Task to carry out:
Quote the records word for word, starting at the very beginning and stopping after the line that contains "131L151 121L141 118L130".

Records for this exercise:
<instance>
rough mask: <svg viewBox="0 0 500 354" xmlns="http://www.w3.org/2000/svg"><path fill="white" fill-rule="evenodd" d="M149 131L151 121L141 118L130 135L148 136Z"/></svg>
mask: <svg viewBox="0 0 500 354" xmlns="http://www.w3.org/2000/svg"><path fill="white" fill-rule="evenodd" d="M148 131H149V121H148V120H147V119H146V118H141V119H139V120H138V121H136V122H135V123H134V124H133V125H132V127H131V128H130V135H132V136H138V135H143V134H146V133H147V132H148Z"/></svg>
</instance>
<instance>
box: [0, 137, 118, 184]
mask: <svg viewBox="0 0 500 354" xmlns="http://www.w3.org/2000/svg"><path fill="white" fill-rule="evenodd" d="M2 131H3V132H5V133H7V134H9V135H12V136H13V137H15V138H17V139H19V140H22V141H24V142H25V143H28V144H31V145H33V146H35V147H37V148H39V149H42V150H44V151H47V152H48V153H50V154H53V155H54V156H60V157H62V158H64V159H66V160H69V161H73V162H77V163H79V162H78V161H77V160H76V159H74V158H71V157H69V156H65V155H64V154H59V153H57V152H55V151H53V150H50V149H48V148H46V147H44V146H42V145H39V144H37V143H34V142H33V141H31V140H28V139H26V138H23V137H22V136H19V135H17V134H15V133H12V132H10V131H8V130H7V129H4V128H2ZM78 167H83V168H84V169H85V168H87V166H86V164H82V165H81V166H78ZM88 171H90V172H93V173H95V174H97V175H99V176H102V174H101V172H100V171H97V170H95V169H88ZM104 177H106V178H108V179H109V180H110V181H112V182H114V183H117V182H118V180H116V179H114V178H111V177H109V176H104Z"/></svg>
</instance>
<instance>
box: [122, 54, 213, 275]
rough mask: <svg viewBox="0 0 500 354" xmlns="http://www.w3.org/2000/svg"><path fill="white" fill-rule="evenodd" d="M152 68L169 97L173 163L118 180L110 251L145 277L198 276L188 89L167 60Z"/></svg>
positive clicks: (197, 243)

Answer to the problem:
<instance>
rough mask: <svg viewBox="0 0 500 354" xmlns="http://www.w3.org/2000/svg"><path fill="white" fill-rule="evenodd" d="M149 131L151 121L141 118L130 135L148 136Z"/></svg>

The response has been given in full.